━━━ Record set
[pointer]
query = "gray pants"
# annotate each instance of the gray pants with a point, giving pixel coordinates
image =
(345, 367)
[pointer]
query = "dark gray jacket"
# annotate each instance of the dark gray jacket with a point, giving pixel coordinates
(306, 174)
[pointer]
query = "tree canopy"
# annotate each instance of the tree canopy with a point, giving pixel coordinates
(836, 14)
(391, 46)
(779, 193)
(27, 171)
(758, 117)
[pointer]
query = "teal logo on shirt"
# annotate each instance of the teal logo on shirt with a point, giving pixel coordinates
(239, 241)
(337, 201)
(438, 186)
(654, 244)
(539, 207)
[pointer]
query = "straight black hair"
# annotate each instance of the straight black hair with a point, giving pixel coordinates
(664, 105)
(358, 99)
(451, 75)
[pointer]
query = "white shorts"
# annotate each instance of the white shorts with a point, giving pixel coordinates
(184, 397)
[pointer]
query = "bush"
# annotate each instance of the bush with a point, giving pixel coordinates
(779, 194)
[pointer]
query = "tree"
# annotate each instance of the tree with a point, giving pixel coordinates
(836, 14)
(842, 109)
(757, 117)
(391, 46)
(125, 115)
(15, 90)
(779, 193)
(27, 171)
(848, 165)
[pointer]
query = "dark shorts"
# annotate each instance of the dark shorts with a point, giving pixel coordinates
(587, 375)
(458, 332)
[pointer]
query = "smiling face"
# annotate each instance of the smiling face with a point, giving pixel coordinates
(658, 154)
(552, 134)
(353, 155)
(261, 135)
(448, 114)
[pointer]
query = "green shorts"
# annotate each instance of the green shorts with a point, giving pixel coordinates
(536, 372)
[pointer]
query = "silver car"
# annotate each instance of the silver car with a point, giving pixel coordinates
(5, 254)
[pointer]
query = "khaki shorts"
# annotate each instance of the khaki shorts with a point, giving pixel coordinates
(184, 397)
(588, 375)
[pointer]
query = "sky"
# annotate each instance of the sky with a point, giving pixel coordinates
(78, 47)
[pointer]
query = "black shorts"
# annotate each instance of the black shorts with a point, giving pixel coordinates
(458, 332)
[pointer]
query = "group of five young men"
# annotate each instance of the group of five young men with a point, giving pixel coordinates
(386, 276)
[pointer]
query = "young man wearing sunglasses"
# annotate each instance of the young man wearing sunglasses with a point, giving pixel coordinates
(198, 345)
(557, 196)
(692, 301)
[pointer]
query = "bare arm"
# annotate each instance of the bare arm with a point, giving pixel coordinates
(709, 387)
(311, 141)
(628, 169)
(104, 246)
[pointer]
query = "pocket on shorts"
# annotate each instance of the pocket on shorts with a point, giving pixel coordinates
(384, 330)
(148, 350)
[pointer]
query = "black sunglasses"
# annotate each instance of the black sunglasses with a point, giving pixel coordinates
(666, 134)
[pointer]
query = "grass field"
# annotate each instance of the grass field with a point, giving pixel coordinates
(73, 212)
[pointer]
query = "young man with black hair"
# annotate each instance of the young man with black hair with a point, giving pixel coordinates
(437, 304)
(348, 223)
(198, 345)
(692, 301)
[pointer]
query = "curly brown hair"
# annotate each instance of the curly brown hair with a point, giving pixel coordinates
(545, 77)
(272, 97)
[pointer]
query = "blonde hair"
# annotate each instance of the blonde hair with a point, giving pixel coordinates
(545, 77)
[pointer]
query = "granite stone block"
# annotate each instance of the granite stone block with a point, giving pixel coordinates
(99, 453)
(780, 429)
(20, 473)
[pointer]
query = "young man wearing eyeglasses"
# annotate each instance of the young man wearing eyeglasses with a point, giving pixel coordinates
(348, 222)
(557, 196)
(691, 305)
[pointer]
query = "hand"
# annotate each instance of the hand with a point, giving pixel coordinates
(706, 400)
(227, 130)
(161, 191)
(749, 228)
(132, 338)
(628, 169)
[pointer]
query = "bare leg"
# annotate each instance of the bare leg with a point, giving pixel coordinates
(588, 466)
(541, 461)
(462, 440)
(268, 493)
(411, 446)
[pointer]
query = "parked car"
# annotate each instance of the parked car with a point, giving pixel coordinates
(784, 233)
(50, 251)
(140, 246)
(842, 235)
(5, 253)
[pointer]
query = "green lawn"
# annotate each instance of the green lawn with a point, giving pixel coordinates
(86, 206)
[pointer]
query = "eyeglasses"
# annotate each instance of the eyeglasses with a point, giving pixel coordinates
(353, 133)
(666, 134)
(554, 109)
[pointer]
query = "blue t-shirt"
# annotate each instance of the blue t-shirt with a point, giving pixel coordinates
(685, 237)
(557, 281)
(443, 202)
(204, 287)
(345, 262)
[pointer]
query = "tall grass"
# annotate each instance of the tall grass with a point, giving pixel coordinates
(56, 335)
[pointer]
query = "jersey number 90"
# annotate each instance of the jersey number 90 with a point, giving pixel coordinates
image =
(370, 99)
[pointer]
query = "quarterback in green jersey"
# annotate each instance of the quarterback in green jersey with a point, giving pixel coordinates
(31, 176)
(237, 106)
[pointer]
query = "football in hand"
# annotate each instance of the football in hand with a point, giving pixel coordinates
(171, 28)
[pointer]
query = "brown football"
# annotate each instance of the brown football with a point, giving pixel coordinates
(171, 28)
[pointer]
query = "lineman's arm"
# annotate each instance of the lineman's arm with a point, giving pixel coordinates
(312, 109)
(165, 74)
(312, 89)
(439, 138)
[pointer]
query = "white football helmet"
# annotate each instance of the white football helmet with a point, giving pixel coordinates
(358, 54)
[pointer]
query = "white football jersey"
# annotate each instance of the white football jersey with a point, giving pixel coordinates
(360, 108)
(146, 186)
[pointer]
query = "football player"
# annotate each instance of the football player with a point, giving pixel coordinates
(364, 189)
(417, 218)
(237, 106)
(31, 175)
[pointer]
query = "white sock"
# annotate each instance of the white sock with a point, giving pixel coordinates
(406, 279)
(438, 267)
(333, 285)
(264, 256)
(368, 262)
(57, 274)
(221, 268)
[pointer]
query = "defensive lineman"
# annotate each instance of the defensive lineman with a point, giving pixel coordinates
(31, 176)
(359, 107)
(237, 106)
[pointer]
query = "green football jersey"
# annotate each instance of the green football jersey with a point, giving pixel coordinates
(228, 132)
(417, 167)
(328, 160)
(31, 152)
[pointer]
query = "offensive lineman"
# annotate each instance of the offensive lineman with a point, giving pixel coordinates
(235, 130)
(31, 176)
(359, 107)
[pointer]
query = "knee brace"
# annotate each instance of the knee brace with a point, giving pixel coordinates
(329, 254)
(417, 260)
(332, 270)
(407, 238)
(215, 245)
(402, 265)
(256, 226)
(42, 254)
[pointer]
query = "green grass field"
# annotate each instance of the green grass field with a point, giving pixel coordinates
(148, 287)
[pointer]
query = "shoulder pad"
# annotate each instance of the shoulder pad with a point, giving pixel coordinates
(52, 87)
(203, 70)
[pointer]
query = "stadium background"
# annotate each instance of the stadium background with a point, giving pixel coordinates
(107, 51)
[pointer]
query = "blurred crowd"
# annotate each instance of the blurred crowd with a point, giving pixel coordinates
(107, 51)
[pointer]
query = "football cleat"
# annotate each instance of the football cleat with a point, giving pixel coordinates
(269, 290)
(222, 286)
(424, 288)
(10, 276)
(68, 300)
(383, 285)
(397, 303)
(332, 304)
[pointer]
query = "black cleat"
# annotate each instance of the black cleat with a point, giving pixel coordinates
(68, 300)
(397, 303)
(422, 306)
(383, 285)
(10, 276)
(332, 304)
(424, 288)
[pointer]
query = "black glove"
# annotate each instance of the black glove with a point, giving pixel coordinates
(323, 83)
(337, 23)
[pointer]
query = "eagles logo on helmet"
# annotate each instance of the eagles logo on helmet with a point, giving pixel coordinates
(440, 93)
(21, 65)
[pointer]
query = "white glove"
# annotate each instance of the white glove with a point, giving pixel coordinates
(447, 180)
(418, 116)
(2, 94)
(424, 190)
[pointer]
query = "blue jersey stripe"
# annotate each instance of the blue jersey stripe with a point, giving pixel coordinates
━━━━━━
Task description:
Collect every line above that contains the word "pants".

Task result:
query = "gray pants"
# annotate each instance of the gray pants with a point, giving pixel coordinates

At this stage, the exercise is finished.